#### Data listing ####

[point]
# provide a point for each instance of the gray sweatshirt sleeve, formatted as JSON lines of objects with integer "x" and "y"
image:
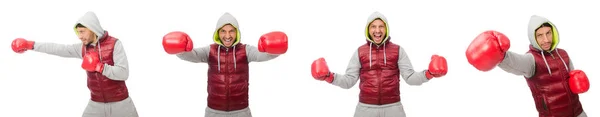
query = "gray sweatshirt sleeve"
{"x": 349, "y": 79}
{"x": 197, "y": 55}
{"x": 256, "y": 56}
{"x": 62, "y": 50}
{"x": 120, "y": 69}
{"x": 518, "y": 64}
{"x": 406, "y": 70}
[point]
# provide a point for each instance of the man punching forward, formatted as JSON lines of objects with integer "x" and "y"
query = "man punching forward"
{"x": 104, "y": 61}
{"x": 379, "y": 64}
{"x": 548, "y": 70}
{"x": 227, "y": 62}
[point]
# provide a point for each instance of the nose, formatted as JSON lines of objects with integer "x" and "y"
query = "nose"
{"x": 546, "y": 39}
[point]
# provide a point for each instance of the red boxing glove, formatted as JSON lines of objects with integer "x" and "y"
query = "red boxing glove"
{"x": 438, "y": 67}
{"x": 91, "y": 63}
{"x": 273, "y": 42}
{"x": 487, "y": 50}
{"x": 21, "y": 45}
{"x": 320, "y": 70}
{"x": 578, "y": 82}
{"x": 176, "y": 42}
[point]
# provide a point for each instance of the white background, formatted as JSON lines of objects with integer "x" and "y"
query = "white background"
{"x": 35, "y": 84}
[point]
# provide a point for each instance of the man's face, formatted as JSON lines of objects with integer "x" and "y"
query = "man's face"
{"x": 227, "y": 34}
{"x": 544, "y": 37}
{"x": 85, "y": 35}
{"x": 377, "y": 31}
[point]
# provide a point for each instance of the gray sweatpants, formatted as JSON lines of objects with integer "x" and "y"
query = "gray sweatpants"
{"x": 124, "y": 108}
{"x": 388, "y": 110}
{"x": 237, "y": 113}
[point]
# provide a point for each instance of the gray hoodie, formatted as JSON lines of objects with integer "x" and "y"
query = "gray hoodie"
{"x": 200, "y": 55}
{"x": 524, "y": 64}
{"x": 120, "y": 70}
{"x": 349, "y": 79}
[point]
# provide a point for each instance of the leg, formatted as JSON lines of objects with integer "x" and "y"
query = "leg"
{"x": 93, "y": 109}
{"x": 124, "y": 108}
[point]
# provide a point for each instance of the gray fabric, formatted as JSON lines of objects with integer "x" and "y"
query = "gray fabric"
{"x": 124, "y": 108}
{"x": 90, "y": 21}
{"x": 200, "y": 55}
{"x": 256, "y": 56}
{"x": 388, "y": 110}
{"x": 237, "y": 113}
{"x": 197, "y": 55}
{"x": 349, "y": 79}
{"x": 518, "y": 64}
{"x": 120, "y": 70}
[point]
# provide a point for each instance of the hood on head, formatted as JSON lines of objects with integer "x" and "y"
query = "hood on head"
{"x": 373, "y": 17}
{"x": 534, "y": 23}
{"x": 90, "y": 21}
{"x": 225, "y": 19}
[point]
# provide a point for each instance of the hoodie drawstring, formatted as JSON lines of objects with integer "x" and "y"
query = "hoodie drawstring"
{"x": 547, "y": 66}
{"x": 234, "y": 60}
{"x": 384, "y": 56}
{"x": 371, "y": 55}
{"x": 370, "y": 48}
{"x": 563, "y": 61}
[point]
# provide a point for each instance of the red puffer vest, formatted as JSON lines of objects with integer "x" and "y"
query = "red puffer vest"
{"x": 379, "y": 73}
{"x": 101, "y": 87}
{"x": 550, "y": 90}
{"x": 227, "y": 78}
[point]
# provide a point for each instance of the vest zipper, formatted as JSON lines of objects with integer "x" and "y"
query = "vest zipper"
{"x": 98, "y": 77}
{"x": 379, "y": 79}
{"x": 227, "y": 61}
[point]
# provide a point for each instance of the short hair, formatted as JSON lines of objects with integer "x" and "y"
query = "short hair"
{"x": 544, "y": 25}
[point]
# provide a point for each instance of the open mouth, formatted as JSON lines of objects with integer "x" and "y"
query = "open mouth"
{"x": 378, "y": 35}
{"x": 228, "y": 40}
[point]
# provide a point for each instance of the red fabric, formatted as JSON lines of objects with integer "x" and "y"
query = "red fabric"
{"x": 227, "y": 88}
{"x": 101, "y": 87}
{"x": 379, "y": 81}
{"x": 551, "y": 92}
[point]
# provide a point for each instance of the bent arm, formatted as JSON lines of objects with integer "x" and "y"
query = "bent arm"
{"x": 406, "y": 70}
{"x": 62, "y": 50}
{"x": 197, "y": 55}
{"x": 518, "y": 64}
{"x": 120, "y": 69}
{"x": 256, "y": 56}
{"x": 349, "y": 79}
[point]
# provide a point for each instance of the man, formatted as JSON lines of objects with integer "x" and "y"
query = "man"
{"x": 548, "y": 70}
{"x": 104, "y": 61}
{"x": 228, "y": 61}
{"x": 379, "y": 64}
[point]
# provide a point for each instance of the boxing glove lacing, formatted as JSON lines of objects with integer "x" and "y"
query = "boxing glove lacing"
{"x": 548, "y": 66}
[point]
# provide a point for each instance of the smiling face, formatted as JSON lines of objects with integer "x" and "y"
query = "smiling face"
{"x": 85, "y": 35}
{"x": 227, "y": 34}
{"x": 544, "y": 37}
{"x": 377, "y": 30}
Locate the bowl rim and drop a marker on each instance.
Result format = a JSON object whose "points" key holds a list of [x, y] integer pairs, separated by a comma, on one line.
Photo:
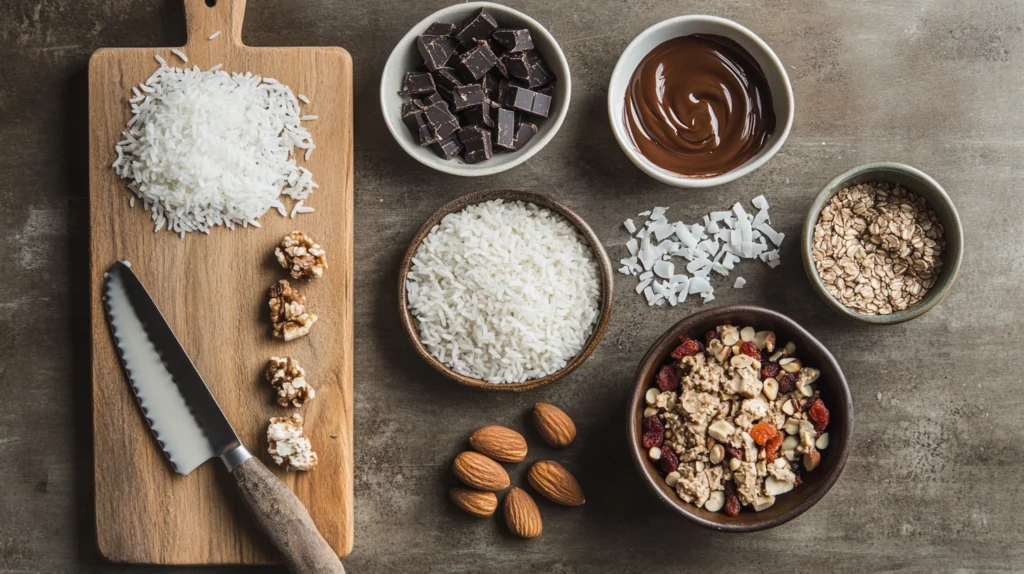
{"points": [[549, 128], [954, 241], [604, 271], [634, 415], [696, 182]]}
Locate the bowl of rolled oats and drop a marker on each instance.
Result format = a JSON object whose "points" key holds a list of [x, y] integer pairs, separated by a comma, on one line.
{"points": [[883, 244], [739, 420]]}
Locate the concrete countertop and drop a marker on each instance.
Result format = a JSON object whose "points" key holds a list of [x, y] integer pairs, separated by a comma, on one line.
{"points": [[933, 480]]}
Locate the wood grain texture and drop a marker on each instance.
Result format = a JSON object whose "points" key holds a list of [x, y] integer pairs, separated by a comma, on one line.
{"points": [[213, 292]]}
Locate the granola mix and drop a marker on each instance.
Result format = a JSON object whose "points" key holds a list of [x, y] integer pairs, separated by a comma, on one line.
{"points": [[733, 423], [878, 248]]}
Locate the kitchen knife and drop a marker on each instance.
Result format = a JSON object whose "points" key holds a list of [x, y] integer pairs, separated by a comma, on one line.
{"points": [[190, 428]]}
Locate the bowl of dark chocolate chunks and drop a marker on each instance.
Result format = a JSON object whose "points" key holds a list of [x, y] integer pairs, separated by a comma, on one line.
{"points": [[475, 89]]}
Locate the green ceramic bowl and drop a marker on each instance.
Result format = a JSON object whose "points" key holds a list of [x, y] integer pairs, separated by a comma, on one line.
{"points": [[912, 180]]}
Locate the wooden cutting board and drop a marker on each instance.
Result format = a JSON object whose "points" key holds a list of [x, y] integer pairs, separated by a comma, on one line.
{"points": [[213, 292]]}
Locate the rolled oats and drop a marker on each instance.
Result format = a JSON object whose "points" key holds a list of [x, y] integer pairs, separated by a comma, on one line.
{"points": [[878, 248]]}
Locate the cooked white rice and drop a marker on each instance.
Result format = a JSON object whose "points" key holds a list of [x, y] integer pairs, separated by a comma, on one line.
{"points": [[504, 292], [207, 148]]}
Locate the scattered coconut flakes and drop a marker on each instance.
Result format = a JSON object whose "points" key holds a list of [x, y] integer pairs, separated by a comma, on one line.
{"points": [[724, 238]]}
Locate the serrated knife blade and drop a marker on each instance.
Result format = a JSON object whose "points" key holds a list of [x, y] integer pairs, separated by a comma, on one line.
{"points": [[183, 415], [192, 429]]}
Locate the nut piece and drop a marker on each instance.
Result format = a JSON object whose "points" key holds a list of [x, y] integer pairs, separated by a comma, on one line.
{"points": [[474, 501], [499, 443], [288, 312], [521, 515], [288, 447], [715, 501], [554, 426], [289, 380], [555, 483], [477, 471], [301, 256]]}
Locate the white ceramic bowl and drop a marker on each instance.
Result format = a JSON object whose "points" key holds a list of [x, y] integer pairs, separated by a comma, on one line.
{"points": [[406, 57], [778, 83]]}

####

Your goal:
Look over the material above and show each line where "oats" appears.

Output:
Locate the bowl of rolled oats and drop a marker on each instance.
Locate the rolled oats and drop a marker on each instance.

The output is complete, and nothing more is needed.